▸ Document extract
▼
I was only partially prepared for what I heard. Here was Mandelstam himself–actually standing, reciting, no, singing, in my studio! I had previously run across various accounts of, testimonials regarding what it was like to hear him read when he was alive: his body “slightly rocking to the rhythm of the verse,” his entire face “so transformed by inspiration and self-abandonment” that, ordinarily “unassuming,” it had become “the face of a visionary and prophet.” Those attending such performances claimed they could feel “the presence of the spirit possessing the poet”; they could hear the poet’s “oracle” and experience “that which is sacred but remained concealed in ordinary life.” At one reading, Mandelstam presided as “a shaman for two and a half hours,” as if in trance. Boris Pasternak was present and was overcome by “the terrifying exorcism.”
▲
▸ Listed entries
▼
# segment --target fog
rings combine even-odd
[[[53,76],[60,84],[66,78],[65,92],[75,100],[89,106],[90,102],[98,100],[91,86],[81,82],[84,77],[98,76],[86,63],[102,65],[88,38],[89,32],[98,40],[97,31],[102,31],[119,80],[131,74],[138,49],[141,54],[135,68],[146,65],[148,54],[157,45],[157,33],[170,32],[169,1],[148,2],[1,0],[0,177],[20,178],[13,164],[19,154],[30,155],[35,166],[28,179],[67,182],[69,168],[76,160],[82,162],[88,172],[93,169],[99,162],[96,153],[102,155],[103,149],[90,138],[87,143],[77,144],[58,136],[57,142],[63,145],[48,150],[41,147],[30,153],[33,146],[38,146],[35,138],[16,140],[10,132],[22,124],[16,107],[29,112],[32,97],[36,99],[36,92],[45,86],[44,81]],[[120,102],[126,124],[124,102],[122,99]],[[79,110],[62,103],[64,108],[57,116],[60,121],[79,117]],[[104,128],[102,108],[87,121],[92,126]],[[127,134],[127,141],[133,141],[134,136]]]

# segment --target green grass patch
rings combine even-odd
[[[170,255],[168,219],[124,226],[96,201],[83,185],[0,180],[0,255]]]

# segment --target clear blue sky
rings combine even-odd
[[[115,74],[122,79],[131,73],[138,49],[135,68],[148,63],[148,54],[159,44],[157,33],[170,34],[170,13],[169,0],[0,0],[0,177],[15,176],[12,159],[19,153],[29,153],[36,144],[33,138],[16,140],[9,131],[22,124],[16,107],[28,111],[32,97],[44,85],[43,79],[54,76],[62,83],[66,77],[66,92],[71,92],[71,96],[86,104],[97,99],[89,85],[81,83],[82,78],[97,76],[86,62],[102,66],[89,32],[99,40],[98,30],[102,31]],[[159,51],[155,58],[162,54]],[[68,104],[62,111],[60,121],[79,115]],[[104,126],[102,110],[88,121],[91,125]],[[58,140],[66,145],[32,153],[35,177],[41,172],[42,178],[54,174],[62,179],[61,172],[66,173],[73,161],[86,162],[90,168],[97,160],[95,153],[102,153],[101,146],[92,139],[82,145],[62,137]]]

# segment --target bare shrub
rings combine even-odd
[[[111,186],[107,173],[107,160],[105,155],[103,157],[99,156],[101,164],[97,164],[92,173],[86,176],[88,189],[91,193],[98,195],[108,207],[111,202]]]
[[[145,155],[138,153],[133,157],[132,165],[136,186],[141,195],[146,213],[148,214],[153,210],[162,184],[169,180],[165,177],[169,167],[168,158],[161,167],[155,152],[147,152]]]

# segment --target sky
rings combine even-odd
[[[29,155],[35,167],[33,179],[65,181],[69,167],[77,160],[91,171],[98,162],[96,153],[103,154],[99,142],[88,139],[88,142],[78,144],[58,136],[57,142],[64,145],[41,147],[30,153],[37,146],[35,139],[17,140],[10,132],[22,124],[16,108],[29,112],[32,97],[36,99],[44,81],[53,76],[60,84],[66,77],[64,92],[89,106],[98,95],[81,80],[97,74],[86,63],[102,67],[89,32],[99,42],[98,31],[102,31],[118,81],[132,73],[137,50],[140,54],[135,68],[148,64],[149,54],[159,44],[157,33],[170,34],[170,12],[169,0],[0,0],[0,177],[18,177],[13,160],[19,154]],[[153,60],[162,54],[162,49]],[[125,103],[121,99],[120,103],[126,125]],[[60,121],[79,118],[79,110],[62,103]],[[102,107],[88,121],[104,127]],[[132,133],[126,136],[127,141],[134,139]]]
▲
▸ To be done
Translate this sentence from the passage above about Mandelstam's readings into French: "Boris Pasternak was present and was overcome by “the terrifying exorcism.”"

▸ Full output
Boris Pasternak était présent et fut bouleversé par « l'exorcisme terrifiant ».